HRH Sultan Nazrin Shah: Understand Malaysia better through its History


February 14, 2017

HRH Sultan Nazrin Shah:  Understand Malaysia better through its History

COMMENT: HRH Sultan Nazrin Shah, the Oxford and Harvard-educated political economist, is to be congratulated for publishing a monumental book on Malaysia’s economic history.

One cannot dispute His Royal Highness’ view that understanding the country’s economic, political and socio-cultural history is important since it enables us to appreciate the progress we have achieved since Independence in 1957 due to the contributions of our diverse communities, and learn from our policy failures, and follies and frailties of our past leaders and administrators.

Our achievements have been spectacular by any measure  to earn the respect of the world. The developing world used to look up to us for our economic success. But in recent years, while we enjoy continued economic growth (in GDP terms), albeit modest by comparison with our past attainments, the management of our economy has been increasingly disappointing and depressing. The level of corruption is now the worst I have ever witnessed in my nearly 45 years of public, corporate, academic and civil society life.

Image result for din merican

It is obvious to me at least that our present generation of UMNO-BN leaders have not learned the lessons of history especially why nations can and have failed because of corruption, abuse of power and sheer incompetence. HRH Sultan of Perak would, therefore, be well advised to remind Prime Minister Najib Razak of the consequences of poor governance. Preaching to the converted like me and others is inconsequential since we are not in power.

Finally, I must add my disappointment with this piece by Hanis Zainal. While publicizing HRH Sultan Nazrin’s book, she chose not acknowledge that scholars and academics like James Puthucheary, Agoes Salim, Lin See Yan, Rais Saniman, Junid Saham, Jomo Kwame Sundaram, Edmund Terrence Gomez, Mohamed Ariff (formally with MIER),Kamal Salih (USM), Lim Teck Ghee, Johan  Saravanamuttu et.al have contributed immensely to our understanding of Malaysia’s political economy and history. They have, in fact, preceded HRH Sultan Nazrin Shah.–Din Merican

by Hanis Zainal@www.thestar.com.my

The key to understanding a country better is through its history, so it is logical to assume the key to studying a country’s economy is through studying its econo­mic history.

This was what Perak Ruler Sultan Nazrin Muizzuddin Shah set out to achieve in Charting the Economy: Early 20th Century Malaya and Contemporary Malaysian Contrasts which was launched yesterday.

The book charts the country’s economic activities under colonial rule and contrasts it with the economic growth and development in contemporary Malaysia.

During the launch at a hotel here, Sultan Nazrin said that lessons learned from history carry “great relevance” for overcoming the economic challenges of modern-era Malaysia.

 “To better understand contemporary economic performance, it is necessary for us to go back into history to understand long-term trends,” he said.

In his book, Sultan Nazrin charts the changes – from an economy based largely on agriculture and mining in the past to one that is more diversified and broad today.

One of the most important lessons he learned in his study was of people’s contributions to the economy, said Sultan Nazrin.

“The truly remarkable economic and social transformation that Malaysia has experienced is due to the outstanding contributions made by all of our diverse communities working together.”

Quoting novelist Henri Fauconnier, who wrote the Soul of Malaya, Sultan Nazrin said the soul of Malaysia “is found in the country’s diverse people”.

Data lines:
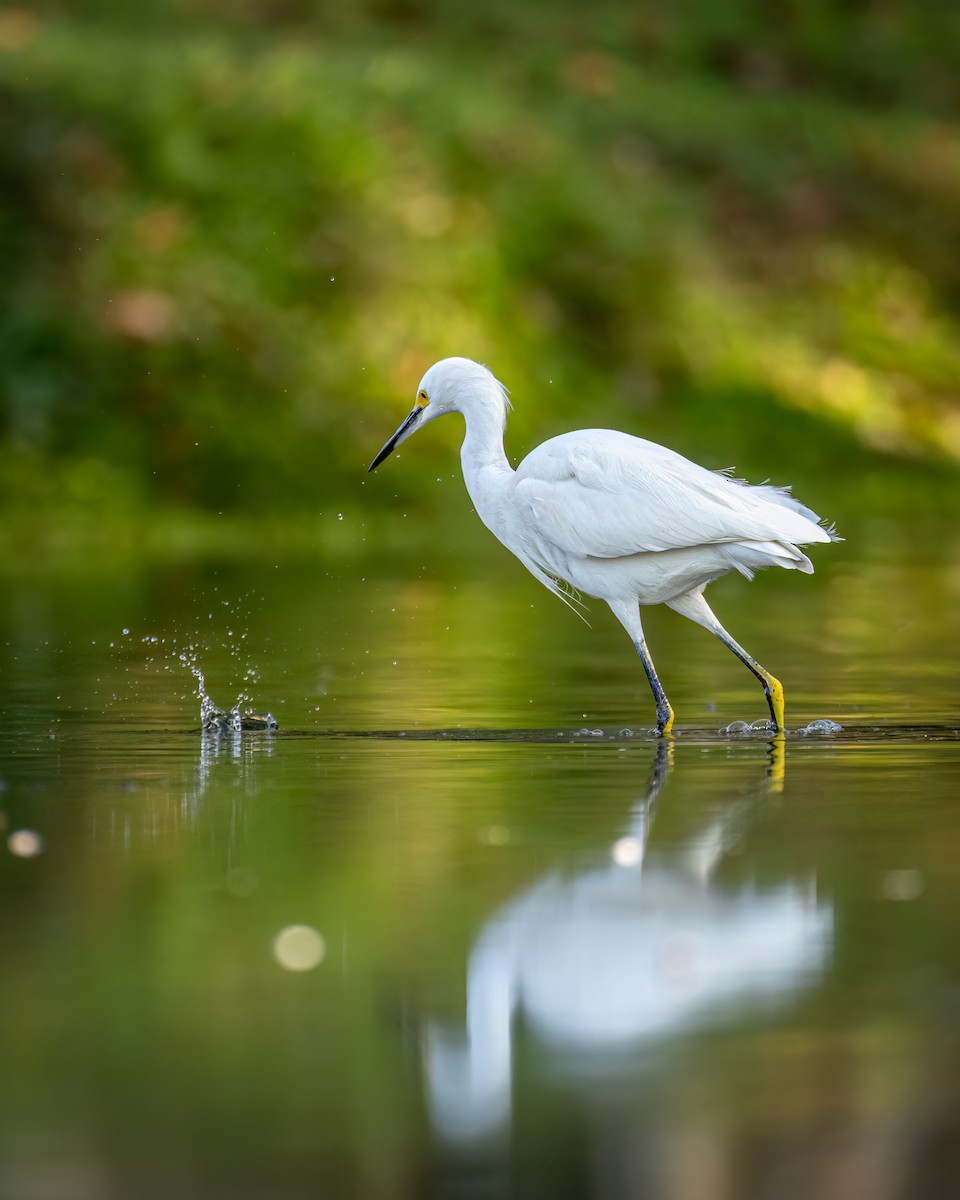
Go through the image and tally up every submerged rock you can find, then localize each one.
[200,694,280,733]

Directions:
- A) Echo the article on Sultan Nazrin Shah's book from "by Hanis Zainal@www.thestar.com.my" up to and including "of modern-era Malaysia.", word for word.
- B) Summarize the article on Sultan Nazrin Shah's book in two sentences.
The lines above have no connection to the article on Sultan Nazrin Shah's book.

Solutions to the problems:
- A)
by Hanis Zainal@www.thestar.com.my

The key to understanding a country better is through its history, so it is logical to assume the key to studying a country’s economy is through studying its econo­mic history.

This was what Perak Ruler Sultan Nazrin Muizzuddin Shah set out to achieve in Charting the Economy: Early 20th Century Malaya and Contemporary Malaysian Contrasts which was launched yesterday.

The book charts the country’s economic activities under colonial rule and contrasts it with the economic growth and development in contemporary Malaysia.

During the launch at a hotel here, Sultan Nazrin said that lessons learned from history carry “great relevance” for overcoming the economic challenges of modern-era Malaysia.

- B) An opening comment by Din Merican congratulates Sultan Nazrin Shah on his book about Malaysia's economic history, laments the worsening corruption and management of the economy under current UMNO-BN leaders, and faults Hanis Zainal's report for not acknowledging earlier scholars of Malaysia's political economy. The report describes the book, Charting the Economy: Early 20th Century Malaya and Contemporary Malaysian Contrasts, as contrasting the colonial-era economy with contemporary Malaysia, and it notes that at the launch Sultan Nazrin stressed the relevance of historical lessons and credited the country's transformation to its diverse communities working together.